++++ Extract provided

Manning and Elway are the only quarterbacks to end their seasons with Super Bowl wins -- and both came in Denver. Elway led the Broncos to two Super Bowl titles in a 16-year career in Denver.

On Friday, Manning informed the Broncos he was not going to take a physical, a requirement to make his salary guaranteed for the 2016 season.

Manning, the only five-time NFL MVP, has the most career passing yards (71,940) and passing touchdowns (539) in league history. He also has an NFL record 200 career wins (regular season and playoffs combined) and is the only quarterback to win Super Bowls with two franchises.

In 2013, Manning had the most prolific season by a quarterback in NFL history. He set league single-season records for passing yards (5,477) and passing touchdowns (55) while leading the Broncos to the Super Bowl for the first time since the 1998 season.

Still, the season ended in spectacular fashion as the Broncos were routed by the Seattle Seahawks, 43-8, in Super Bowl XLVIII.

Manning has also been plagued in recent months by reports tied to his past. Al Jazeera reported that human growth hormone was mailed in 2011 from an Indianapolis medical institute to Manning's wife, Ashley, and implied it was for Manning as he recovered from the neck surgeries.

Then in the week after the Super Bowl, a title IX lawsuit was filed against the University of Tennessee mentioned a Manning incident when he attended to school. A former Tennessee female trainer had sued Manning and his father Archie in 2003 for defamation.

The Broncos had turned their attention in the past week to quarterback Brock Osweiler, who went 5-2 in place of Manning this season. They are trying to secure him before he hits the free agent market this week. The team reportedly has offered Osweiler a three-year, $45 million deal.

++++++++
++++ Dataset entries

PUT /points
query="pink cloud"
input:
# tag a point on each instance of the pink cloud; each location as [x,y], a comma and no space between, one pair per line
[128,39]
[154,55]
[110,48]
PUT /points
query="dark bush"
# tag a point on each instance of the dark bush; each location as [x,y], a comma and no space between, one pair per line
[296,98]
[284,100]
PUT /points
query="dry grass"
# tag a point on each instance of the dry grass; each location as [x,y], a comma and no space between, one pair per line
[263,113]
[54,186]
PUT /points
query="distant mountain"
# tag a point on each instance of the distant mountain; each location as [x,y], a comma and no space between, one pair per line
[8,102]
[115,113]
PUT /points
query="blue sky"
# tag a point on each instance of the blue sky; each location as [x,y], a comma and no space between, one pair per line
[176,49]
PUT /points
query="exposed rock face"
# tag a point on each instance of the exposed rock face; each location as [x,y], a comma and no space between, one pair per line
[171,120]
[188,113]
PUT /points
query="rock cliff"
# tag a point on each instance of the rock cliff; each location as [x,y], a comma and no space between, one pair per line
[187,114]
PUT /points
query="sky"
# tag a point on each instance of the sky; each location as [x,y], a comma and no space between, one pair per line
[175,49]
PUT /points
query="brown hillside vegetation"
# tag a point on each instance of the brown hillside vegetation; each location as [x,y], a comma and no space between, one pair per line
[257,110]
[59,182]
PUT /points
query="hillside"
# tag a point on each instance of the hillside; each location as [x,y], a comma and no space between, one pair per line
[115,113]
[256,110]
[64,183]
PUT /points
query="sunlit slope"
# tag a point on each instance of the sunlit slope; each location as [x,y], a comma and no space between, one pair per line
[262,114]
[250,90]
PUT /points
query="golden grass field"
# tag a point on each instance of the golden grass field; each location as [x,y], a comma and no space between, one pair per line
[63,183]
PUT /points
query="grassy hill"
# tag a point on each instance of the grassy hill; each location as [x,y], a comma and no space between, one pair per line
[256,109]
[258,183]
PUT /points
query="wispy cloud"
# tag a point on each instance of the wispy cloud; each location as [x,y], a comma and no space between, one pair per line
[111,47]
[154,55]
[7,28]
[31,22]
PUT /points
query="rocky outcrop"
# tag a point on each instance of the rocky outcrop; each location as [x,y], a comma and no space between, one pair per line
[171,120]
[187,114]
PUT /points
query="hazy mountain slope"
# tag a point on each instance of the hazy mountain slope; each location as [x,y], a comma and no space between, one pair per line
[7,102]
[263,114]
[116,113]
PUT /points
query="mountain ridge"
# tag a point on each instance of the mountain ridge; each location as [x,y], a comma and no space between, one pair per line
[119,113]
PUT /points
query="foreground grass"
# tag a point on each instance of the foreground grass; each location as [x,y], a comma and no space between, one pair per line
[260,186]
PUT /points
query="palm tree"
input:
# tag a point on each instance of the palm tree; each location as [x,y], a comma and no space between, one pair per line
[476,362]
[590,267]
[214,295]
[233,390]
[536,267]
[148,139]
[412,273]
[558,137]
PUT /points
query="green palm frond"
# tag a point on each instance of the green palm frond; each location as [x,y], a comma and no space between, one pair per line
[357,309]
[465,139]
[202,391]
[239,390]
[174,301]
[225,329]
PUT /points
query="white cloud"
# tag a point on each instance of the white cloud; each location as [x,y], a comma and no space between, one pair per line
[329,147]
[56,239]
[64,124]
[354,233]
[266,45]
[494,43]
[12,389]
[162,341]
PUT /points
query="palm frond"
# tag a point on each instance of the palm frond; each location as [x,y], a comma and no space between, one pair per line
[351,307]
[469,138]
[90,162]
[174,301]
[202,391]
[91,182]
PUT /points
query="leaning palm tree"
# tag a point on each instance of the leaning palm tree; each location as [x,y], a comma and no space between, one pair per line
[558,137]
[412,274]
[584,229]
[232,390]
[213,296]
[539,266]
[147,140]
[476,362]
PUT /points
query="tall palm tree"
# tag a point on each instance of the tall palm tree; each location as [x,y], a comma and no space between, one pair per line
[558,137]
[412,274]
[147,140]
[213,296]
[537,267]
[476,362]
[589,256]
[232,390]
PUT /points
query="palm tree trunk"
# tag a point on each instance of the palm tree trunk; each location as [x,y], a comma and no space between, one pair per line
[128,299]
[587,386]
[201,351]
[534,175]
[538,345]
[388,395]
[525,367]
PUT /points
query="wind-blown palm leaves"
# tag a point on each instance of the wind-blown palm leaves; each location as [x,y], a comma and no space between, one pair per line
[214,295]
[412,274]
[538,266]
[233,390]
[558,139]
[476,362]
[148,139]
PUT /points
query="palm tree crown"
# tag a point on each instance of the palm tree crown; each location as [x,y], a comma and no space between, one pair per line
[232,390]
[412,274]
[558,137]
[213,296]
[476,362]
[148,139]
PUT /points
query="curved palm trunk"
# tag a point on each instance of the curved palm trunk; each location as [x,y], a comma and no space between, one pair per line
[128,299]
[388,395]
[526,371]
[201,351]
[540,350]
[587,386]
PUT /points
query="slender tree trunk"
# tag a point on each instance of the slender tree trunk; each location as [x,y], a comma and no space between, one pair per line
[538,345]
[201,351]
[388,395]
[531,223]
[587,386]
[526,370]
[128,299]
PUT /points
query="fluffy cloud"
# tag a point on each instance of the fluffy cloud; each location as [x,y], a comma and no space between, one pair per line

++++++++

### [Activities]
**a)** Repeat the passage from the article about Manning that begins at the words "Manning, the only" and ends after the words "Super Bowl XLVIII.".
**b)** List every person the Manning article refers to by name.
**c)** According to the Manning article, why did it matter that Manning told the Broncos he would not take a physical?
None of the stored data lines matter for what is asked here.

### [Your written answers]
**a)**
Manning, the only five-time NFL MVP, has the most career passing yards (71,940) and passing touchdowns (539) in league history. He also has an NFL record 200 career wins (regular season and playoffs combined) and is the only quarterback to win Super Bowls with two franchises.

In 2013, Manning had the most prolific season by a quarterback in NFL history. He set league single-season records for passing yards (5,477) and passing touchdowns (55) while leading the Broncos to the Super Bowl for the first time since the 1998 season.

Still, the season ended in spectacular fashion as the Broncos were routed by the Seattle Seahawks, 43-8, in Super Bowl XLVIII.

**b)**
Manning
Elway
Ashley (Manning's wife)
Archie (Manning's father)
Brock Osweiler

**c)** The physical was a requirement for his salary for the 2016 season to become guaranteed.